**EXERCISE DETAILS**
Repeat each record that follows, keeping it identical.

(Region pointing data)

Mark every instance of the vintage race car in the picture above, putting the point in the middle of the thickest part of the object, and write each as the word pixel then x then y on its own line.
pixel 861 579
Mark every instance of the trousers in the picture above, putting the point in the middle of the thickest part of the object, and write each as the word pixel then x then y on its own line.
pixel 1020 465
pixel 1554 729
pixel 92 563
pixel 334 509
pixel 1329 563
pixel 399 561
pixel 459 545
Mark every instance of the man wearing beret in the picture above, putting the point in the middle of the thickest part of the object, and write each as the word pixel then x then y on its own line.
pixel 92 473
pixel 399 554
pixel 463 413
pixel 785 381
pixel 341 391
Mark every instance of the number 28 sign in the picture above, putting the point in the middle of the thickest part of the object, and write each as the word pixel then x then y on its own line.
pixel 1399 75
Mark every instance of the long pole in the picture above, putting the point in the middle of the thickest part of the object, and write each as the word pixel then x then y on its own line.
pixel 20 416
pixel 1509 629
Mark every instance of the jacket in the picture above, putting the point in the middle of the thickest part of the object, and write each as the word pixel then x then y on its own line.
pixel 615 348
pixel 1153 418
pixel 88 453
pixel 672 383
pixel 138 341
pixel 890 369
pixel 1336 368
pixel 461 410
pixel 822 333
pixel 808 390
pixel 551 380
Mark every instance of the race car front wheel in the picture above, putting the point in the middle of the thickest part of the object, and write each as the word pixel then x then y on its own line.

**SOLUTION TO THIS PROBLEM**
Mark every instance of the vintage race car in the picture above, putting the point in the middle of the thickest part of the object, and write each as the word pixel then x then y on its own line.
pixel 861 579
Mark every instance of the trousers in the picture above, putting the point in the middle of the thickest part of the object, and write each as the word pixel then x then y on its own line.
pixel 1020 465
pixel 1554 729
pixel 92 563
pixel 334 509
pixel 1329 563
pixel 399 561
pixel 459 545
Mark every instance of the man wearing beret in the picture above, putting the point in the middle of the thickest part of the object, and write each as the word pixel then x then y on its own line.
pixel 92 473
pixel 399 554
pixel 463 413
pixel 785 381
pixel 341 391
Mark every instance of the number 28 sign in the picture above, putting the point in the middle of the thickest part of the object, and write each as the word pixel then x then y on its own line.
pixel 1399 75
Mark every instance of the long pole in the picture above, putting the point in the middle of the thickest part of the object, and write each as the word pixel then x then y on its own line.
pixel 20 416
pixel 1509 629
Mark every instance of the jacket in the picture above, putting the point in the middle of the thickest part of the object, and write each as the word pixel then x then y on its own line.
pixel 615 348
pixel 1153 418
pixel 88 453
pixel 672 383
pixel 138 341
pixel 890 369
pixel 1336 368
pixel 461 410
pixel 822 333
pixel 808 390
pixel 551 380
Mark every instance of the race car front wheel in the picture above, putting the point in the middle of the thickest part of the object, and write each as the word pixel then x then y on its own line.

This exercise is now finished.